Brief:
Reproduce the following entries verbatim, line for line.

Dataset records:
###
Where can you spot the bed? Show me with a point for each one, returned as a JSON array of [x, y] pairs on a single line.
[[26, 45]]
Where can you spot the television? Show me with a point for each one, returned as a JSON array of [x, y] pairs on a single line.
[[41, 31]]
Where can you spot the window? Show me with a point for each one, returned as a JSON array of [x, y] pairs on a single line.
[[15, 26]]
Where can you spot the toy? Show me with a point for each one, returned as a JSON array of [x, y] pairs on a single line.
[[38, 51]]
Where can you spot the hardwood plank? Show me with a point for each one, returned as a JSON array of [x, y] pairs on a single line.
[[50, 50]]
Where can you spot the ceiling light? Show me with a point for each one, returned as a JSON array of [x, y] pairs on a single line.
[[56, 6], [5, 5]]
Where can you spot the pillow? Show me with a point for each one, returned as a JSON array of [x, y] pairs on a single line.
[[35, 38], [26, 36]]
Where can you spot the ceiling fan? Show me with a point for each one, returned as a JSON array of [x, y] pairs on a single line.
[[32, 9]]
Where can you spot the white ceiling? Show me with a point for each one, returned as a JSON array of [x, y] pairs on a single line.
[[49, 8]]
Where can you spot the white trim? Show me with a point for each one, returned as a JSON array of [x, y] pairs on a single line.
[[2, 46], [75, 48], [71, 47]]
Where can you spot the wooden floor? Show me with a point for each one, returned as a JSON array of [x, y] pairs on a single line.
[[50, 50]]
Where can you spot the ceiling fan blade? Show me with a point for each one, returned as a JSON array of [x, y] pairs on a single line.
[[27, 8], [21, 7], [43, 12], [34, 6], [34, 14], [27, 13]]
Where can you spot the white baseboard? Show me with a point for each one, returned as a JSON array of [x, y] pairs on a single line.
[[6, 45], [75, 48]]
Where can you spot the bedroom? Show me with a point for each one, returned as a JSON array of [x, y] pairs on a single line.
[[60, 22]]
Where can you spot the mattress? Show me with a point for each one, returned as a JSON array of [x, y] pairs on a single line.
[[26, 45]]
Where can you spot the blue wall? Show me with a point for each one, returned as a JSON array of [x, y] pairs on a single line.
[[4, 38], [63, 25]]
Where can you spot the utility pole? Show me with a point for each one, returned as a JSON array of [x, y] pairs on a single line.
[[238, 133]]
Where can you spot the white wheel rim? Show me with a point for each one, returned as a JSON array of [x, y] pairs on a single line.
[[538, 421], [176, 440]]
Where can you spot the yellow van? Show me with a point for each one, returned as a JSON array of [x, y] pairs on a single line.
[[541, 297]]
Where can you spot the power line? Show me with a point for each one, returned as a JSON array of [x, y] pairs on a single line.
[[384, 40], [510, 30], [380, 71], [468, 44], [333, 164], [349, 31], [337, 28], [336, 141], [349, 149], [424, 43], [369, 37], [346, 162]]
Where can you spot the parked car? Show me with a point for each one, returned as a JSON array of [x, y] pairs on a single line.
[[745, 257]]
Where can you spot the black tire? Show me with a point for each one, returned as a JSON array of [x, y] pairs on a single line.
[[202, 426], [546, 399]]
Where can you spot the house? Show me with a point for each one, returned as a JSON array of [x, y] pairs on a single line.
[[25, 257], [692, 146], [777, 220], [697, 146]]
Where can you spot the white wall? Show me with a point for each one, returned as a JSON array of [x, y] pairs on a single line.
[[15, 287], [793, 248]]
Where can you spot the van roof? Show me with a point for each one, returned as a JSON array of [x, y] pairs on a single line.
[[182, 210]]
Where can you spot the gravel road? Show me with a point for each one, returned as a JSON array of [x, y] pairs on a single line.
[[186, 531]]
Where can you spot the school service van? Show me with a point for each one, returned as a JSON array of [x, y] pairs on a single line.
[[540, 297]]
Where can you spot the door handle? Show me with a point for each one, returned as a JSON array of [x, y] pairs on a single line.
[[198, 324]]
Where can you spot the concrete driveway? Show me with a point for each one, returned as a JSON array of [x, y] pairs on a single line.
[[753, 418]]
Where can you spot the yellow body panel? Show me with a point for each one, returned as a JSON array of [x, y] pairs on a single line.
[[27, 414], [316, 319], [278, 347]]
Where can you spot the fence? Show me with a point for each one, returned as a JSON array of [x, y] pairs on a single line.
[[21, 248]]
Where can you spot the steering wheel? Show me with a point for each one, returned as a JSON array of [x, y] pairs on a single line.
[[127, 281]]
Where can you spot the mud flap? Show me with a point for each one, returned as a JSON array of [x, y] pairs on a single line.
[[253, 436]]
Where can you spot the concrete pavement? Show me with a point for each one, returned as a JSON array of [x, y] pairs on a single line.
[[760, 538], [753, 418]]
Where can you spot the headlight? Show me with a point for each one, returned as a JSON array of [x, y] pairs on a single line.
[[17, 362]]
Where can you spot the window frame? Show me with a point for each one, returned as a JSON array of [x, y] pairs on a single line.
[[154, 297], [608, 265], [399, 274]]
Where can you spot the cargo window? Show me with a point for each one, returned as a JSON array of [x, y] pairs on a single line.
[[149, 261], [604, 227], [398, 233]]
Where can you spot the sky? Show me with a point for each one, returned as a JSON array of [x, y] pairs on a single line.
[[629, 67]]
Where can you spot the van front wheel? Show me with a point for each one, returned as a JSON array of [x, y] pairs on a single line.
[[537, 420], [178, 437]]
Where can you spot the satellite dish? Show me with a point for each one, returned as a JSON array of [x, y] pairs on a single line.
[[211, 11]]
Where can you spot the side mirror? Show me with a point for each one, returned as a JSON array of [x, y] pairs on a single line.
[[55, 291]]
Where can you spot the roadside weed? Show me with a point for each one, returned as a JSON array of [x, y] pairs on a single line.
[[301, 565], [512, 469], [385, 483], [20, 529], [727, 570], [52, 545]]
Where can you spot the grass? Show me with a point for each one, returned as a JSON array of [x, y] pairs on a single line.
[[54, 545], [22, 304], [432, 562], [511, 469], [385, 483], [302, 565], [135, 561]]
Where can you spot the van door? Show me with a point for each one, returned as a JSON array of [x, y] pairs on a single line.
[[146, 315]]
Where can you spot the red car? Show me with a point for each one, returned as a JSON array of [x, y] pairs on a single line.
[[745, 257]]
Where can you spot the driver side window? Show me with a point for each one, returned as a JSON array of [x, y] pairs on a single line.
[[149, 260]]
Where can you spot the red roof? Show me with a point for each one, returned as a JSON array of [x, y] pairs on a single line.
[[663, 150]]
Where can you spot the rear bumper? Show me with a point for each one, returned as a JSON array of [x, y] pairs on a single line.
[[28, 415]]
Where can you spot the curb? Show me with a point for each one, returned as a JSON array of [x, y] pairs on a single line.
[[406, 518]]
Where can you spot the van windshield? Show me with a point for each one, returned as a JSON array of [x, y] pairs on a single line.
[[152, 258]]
###
Expected answer:
Where can you spot the bed? Show me with a point for each one, returned as a JSON array of [x, y] pairs on a single line.
[[26, 45]]
Where can you spot the television? Show me with a point for each one, returned as a JSON array of [x, y] pairs on a single line.
[[41, 31]]
Where can you spot the window? Show me with a point for each one, returned as a JSON array of [x, y] pairs on a single line.
[[15, 26]]
Where can you spot the toy? Show me with a point for each one, returned as a JSON array of [x, y] pairs on a single line.
[[38, 51]]
Where can you spot the hardwood plank? Show me with a point for each one, returned as a JSON array of [x, y] pairs on a single line.
[[50, 50]]
Where can you spot the ceiling light? Show me with a point for each one, returned as a JSON array of [x, y] pairs on a single line.
[[56, 6], [5, 5]]
Where can you spot the pillow? Show me with a point for each one, returned as a JSON array of [x, y] pairs on a single line.
[[35, 38], [26, 36]]
Where can you spot the ceiling fan? Show me with a point for each one, returned as a JSON array of [x, y] pairs on a single line.
[[32, 9]]
Where can you spot the white ceiling? Show me with a point for each one, returned as a JSON array of [x, y] pairs on a single line.
[[49, 8]]
Where can you spot the white trim? Show me with a point for each one, returned as a JSON array of [x, y] pairs on a single line.
[[2, 46], [75, 48], [71, 47]]
Where can you spot the wooden floor? Show me with a point for each one, returned as a JSON array of [x, y] pairs on a single line.
[[50, 50]]
Where can you spot the ceiling fan blade? Show me with a point for each one, returned as a JSON array of [x, y] pairs on a single line.
[[27, 8], [21, 7], [43, 12], [34, 6], [34, 14], [27, 13]]
Where can you spot the white baseboard? Show me with a point for each one, returned as a JSON array of [x, y] pairs on a single line.
[[6, 45], [75, 48]]
Where can you spot the bedroom? Show me with a point for each one, returned as a JSON array of [x, y] pairs on a single line.
[[60, 22]]
Where can you spot the mattress? Show me with a point for each one, returned as a JSON array of [x, y] pairs on a single line.
[[26, 45]]
Where can you spot the blue wall? Show me with a point for each one, returned as a JSON array of [x, y] pairs on a single line.
[[4, 38], [63, 25]]
Where can you spot the utility pole? Show me with a point for each one, returned as a JSON array of [x, y] pairs on a single line.
[[238, 133]]
Where can you spot the white wheel rim? Show me with a point for each one, returned as a JSON array of [x, y] pairs on a single line.
[[538, 421], [176, 440]]
Where can you spot the yellow van? Show me with a point for each one, returned as a JSON array of [x, y] pairs on a single line.
[[541, 297]]
Where can you spot the power line? Show me with a point for each one, returned as a JSON array of [x, y] pairs on a single line.
[[384, 40], [510, 30], [380, 71], [468, 44], [333, 164], [349, 31], [337, 28], [336, 141], [349, 149], [424, 43], [369, 37], [346, 162]]
Where can you spot the parked car? Show me with a point for each one, returned as a JSON array of [x, y] pairs on a single line.
[[745, 257]]
Where can you spot the black tire? Show me with a point for each one, returned as a JSON array of [x, y] pairs on a single line.
[[202, 426], [546, 399]]
Where can you spot the house? Show me with a point for each one, returned as a JSON array of [x, y] pairs on a single line.
[[25, 257], [692, 146], [777, 220], [697, 146]]
Where can you spot the white wall? Show me with a point for each one, returned as a JSON array of [x, y] pairs on a single line.
[[15, 287], [793, 248]]
Where can you spot the van roof? Show me with a point for each one, returned as a JSON array of [x, y] pairs on a single line.
[[182, 210]]
Where can you spot the gravel road? Show me with a point for each one, returned as a JSON array of [x, y] pairs on a single line.
[[186, 531]]
Where can you spot the school service van? Show me with a point for each one, returned as a JSON array of [x, y] pairs on a single line.
[[540, 297]]
Where can you spot the door handle? Show me with a point for each one, returned as a JSON array of [x, y] pairs on a single line.
[[198, 324]]
Where can you spot the concrete driveway? Show me with a point for each one, returned as a JSON array of [x, y] pairs on a single line.
[[753, 418]]
Where can you spot the yellow body panel? Show me with a point for each one, returned as a JSON array of [x, y] pairs on a single line.
[[27, 414], [316, 319], [278, 347]]
Where can you spot the fence? Show me with a point for each one, returned as a JSON array of [x, y] pairs on a single line.
[[21, 248]]
Where can you spot the steering wheel? Show me with a point for each one, returned as a JSON array of [x, y] pairs on a single line.
[[127, 281]]
Where can you spot the mud flap? Show me with a point for each one, returned as a JSON array of [x, y] pairs on a single line.
[[253, 436]]
Where can you spot the concrete pavement? Show me with a point for each one, returned as a JSON array of [x, y] pairs on a single line.
[[760, 538], [753, 418]]
Where can you spot the headlight? Show me with a point for each one, returned as a JSON array of [x, y] pairs on a single line.
[[17, 362]]
Where can you spot the window frame? Show me with a point for each one, returned as a JSON array of [x, y] pairs on a single line.
[[154, 297], [608, 265], [399, 274]]
Where can you spot the cargo window? Show me with a point for each one, returned as a JSON array of [x, y] pairs on a single line.
[[149, 261], [604, 227], [398, 233]]
Where can you spot the sky? Show me with a point for each one, returned as a JSON array of [x, y] pairs on a single line.
[[629, 67]]
Where can you spot the van front wheel? Show me with a point for each one, returned as a JSON array of [x, y] pairs on a single line.
[[537, 420], [178, 437]]
Where can you spot the satellite dish? Show me with a point for each one, returned as a JSON array of [x, y] pairs on a single line.
[[211, 11]]
Where can you spot the side mirror? Show me with a point for each one, returned as a JSON array of [x, y] pairs on a single line.
[[55, 291]]
Where can you spot the roadside weed? Show me with a point for each one, returned as a JSON array of [x, y] pairs on a single line.
[[301, 565], [512, 469], [385, 483], [20, 529], [727, 570], [52, 545]]
Where can you spot the grass? Show me with a point for each one, returned as a JSON array of [x, y] pairs on a single line.
[[54, 545], [22, 304], [432, 562], [511, 469], [385, 483], [302, 565], [135, 561]]
Where can you spot the van door? Show me with a point for each one, returned as a JSON array of [x, y] pairs on a single line.
[[146, 315]]
Where can you spot the red car? Show me with a point for each one, returned as a JSON array of [x, y] pairs on a single line.
[[745, 257]]
Where can you spot the driver side window? Show me with a point for each one, returned as a JSON array of [x, y] pairs on a single line.
[[149, 260]]
Where can you spot the red roof? Show me with a point for each one, returned as a JSON array of [x, y] pairs on a single line.
[[663, 150]]
Where can you spot the rear bumper? Show me with a point for each one, returned as a JSON array of [x, y] pairs on a single line.
[[28, 415]]
Where can you spot the curb? Show me with a point for each one, returned as a JSON array of [x, y] pairs on a single line.
[[406, 518]]
Where can you spot the van windshield? Show me with a point for each one, returned as a JSON array of [x, y] pairs on a single line.
[[152, 258]]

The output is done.